**Exercise goal**
List each line of the data that holds the word "water".

**Available data**
# # # # # # #

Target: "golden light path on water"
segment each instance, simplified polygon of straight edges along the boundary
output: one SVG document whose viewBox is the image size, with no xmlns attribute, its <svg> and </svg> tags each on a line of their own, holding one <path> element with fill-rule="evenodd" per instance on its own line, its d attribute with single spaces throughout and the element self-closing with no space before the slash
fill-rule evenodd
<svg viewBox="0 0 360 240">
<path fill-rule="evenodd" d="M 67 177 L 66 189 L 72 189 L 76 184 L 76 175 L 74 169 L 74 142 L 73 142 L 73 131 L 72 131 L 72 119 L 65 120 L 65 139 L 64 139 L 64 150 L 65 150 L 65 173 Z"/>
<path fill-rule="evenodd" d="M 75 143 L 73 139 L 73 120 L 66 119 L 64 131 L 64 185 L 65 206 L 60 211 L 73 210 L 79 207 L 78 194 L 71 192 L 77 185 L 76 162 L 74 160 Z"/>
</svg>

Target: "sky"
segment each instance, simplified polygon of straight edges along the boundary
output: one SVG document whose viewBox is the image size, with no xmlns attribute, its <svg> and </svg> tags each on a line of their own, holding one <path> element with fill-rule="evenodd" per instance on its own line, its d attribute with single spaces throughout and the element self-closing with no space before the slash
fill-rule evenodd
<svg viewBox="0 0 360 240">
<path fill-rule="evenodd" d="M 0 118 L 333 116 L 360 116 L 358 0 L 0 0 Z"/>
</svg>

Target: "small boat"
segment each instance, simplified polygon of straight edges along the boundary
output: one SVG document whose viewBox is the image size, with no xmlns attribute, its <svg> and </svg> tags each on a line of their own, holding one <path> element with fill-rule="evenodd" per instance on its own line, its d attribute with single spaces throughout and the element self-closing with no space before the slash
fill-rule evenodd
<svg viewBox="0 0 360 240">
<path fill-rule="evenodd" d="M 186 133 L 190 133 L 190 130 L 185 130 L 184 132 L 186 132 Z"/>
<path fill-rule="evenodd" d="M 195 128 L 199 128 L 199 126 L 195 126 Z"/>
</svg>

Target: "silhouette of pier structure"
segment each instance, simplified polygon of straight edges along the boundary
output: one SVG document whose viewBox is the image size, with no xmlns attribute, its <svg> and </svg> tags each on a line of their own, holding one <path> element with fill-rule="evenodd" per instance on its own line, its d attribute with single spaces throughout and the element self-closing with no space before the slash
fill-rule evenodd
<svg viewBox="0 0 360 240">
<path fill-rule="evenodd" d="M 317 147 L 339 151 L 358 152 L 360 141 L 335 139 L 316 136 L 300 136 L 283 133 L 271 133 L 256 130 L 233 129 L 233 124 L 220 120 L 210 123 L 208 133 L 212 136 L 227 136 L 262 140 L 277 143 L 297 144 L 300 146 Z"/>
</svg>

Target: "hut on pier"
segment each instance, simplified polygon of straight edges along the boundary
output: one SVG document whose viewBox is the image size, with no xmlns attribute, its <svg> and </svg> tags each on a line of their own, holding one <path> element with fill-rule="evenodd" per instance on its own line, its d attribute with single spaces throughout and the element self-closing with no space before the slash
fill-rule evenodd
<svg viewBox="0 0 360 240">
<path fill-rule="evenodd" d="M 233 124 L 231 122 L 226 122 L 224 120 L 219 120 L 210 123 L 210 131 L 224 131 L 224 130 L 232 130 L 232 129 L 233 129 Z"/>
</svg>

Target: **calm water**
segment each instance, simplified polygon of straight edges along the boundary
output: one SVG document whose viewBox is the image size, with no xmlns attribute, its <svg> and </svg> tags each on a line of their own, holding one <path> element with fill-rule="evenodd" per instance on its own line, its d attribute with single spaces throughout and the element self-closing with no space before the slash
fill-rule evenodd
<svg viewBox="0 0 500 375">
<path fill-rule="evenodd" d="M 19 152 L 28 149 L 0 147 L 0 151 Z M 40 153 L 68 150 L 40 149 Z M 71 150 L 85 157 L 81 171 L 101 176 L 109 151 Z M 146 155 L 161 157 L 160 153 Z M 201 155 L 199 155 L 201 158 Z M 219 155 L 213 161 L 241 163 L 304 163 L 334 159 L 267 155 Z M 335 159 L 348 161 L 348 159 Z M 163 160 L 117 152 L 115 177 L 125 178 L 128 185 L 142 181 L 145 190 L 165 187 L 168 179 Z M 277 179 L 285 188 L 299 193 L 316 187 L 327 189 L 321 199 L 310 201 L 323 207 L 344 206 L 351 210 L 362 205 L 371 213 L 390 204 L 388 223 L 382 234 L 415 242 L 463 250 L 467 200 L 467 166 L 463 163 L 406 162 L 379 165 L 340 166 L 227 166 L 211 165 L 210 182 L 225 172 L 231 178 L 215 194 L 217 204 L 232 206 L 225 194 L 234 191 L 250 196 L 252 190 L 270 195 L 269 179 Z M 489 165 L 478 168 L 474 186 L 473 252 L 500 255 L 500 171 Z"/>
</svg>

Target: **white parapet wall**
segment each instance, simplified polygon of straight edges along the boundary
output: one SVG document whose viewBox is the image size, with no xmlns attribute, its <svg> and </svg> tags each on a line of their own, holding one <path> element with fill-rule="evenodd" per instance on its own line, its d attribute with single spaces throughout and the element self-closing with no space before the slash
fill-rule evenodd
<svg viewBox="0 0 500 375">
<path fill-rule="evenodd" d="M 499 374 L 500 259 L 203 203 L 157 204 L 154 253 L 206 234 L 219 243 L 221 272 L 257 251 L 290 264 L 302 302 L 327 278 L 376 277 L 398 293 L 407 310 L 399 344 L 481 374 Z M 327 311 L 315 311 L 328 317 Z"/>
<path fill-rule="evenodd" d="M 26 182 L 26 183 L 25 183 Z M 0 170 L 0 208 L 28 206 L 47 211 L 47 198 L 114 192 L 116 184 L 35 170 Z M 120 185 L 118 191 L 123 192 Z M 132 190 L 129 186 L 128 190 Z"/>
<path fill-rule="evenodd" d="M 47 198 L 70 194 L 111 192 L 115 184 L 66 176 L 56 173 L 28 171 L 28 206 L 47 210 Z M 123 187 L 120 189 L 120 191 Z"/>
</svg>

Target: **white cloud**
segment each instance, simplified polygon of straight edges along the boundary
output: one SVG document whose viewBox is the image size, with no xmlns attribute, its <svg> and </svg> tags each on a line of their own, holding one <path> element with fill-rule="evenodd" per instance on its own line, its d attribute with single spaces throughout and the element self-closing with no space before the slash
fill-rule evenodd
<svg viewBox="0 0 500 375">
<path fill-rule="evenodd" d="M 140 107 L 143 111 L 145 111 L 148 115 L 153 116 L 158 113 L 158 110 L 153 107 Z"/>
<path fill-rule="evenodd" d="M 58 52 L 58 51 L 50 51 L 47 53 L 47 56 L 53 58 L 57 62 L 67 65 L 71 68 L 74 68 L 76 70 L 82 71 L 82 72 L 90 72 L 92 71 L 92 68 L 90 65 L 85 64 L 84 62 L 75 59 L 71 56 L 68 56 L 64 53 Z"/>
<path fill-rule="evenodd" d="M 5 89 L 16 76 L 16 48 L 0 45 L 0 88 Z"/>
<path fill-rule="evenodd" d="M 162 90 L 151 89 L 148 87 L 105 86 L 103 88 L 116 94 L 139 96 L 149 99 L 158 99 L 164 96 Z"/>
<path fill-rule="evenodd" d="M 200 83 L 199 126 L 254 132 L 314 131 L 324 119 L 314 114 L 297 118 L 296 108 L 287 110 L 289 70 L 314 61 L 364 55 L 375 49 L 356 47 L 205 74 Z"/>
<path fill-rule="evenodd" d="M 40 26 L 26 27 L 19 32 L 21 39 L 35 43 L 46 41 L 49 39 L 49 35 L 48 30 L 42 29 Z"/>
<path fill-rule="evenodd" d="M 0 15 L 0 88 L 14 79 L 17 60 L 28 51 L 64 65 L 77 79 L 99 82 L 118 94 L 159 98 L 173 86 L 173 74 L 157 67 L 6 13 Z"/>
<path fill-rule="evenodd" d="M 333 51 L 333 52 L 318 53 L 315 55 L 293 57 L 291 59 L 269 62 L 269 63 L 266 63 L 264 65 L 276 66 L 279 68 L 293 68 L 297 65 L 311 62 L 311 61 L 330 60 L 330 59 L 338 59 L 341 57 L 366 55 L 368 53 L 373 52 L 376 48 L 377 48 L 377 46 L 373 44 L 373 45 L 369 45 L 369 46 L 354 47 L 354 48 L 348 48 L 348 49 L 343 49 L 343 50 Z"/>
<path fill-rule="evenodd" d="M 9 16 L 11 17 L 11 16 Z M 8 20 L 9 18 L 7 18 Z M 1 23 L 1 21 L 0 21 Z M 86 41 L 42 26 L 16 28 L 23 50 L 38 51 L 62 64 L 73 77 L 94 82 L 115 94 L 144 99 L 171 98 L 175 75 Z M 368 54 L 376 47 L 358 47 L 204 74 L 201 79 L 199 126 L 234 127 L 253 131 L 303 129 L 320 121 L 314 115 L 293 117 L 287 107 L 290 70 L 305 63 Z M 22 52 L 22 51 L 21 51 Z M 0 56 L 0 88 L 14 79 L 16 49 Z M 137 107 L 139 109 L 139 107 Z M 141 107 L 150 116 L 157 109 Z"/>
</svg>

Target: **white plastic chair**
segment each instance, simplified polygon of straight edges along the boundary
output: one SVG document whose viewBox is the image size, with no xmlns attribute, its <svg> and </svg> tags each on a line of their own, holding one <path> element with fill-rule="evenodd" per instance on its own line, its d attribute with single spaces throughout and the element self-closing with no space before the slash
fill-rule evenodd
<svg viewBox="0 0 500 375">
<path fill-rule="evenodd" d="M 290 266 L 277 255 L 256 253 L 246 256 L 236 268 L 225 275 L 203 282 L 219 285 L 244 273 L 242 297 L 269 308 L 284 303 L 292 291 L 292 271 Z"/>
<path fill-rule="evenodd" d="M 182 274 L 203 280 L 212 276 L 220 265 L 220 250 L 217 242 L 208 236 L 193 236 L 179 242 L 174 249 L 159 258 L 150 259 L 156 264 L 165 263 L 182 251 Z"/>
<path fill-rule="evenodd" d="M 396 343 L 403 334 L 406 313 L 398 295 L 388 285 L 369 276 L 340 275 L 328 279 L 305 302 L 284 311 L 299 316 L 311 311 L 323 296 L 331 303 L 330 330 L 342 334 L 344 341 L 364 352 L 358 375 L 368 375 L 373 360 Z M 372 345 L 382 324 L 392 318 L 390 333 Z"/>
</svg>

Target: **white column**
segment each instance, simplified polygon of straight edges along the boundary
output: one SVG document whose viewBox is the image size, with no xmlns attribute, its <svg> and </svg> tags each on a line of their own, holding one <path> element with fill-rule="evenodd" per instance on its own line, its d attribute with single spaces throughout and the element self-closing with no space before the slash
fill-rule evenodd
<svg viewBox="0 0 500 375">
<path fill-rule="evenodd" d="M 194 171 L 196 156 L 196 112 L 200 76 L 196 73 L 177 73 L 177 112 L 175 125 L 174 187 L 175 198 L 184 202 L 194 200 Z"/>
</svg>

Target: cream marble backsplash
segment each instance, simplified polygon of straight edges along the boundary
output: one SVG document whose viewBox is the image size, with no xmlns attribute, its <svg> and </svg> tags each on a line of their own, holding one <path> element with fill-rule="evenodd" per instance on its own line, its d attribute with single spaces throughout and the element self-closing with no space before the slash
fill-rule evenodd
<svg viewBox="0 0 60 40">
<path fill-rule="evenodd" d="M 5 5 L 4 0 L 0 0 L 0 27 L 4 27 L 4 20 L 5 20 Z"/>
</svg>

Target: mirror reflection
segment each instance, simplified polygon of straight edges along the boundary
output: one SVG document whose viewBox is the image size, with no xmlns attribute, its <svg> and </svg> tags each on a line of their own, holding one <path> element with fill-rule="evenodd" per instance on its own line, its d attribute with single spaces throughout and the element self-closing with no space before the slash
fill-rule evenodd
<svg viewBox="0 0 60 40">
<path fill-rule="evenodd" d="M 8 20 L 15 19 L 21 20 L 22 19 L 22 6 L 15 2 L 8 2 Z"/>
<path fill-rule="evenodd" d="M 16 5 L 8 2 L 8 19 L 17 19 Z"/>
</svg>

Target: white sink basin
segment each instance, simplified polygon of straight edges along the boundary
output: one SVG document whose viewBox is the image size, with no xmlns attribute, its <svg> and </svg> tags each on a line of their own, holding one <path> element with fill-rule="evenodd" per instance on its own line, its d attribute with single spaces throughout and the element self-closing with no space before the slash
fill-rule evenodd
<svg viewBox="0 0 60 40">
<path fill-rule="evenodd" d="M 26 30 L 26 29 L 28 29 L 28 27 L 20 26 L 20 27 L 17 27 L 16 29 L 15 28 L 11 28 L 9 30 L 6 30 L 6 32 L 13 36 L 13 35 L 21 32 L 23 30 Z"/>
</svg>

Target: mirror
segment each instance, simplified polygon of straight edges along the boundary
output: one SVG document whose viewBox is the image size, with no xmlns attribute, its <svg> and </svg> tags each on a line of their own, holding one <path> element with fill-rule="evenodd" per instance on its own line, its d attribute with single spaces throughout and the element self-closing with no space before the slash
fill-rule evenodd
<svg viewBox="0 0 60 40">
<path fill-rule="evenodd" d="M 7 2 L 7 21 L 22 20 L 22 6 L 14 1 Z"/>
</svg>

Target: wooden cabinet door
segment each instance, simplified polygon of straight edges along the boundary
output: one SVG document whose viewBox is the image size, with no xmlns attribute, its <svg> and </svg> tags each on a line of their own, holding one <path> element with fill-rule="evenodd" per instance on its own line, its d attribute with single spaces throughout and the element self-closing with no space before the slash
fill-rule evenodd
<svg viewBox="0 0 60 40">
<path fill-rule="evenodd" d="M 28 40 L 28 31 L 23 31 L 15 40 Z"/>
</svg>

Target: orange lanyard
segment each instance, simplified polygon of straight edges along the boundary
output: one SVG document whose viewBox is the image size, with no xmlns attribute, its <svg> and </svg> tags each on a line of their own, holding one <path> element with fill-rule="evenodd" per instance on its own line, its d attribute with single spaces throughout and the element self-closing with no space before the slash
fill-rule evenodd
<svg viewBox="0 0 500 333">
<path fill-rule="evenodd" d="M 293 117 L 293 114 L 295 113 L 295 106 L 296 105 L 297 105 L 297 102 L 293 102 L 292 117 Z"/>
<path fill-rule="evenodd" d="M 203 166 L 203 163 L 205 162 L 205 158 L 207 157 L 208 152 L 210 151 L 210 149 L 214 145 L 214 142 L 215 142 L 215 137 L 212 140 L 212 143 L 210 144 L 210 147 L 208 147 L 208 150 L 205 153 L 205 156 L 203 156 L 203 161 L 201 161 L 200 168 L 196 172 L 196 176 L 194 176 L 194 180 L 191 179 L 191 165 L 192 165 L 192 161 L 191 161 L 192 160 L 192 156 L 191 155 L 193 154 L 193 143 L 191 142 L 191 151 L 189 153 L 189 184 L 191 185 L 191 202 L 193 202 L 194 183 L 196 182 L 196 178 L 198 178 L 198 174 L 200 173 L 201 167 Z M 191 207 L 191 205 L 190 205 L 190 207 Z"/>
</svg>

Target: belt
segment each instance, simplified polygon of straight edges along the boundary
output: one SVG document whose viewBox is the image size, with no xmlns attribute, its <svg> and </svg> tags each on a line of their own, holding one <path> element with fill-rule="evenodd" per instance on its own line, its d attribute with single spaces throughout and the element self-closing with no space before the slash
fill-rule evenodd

# # # # # # #

**Output for this task**
Target: "golden light path on water"
Target: **calm water**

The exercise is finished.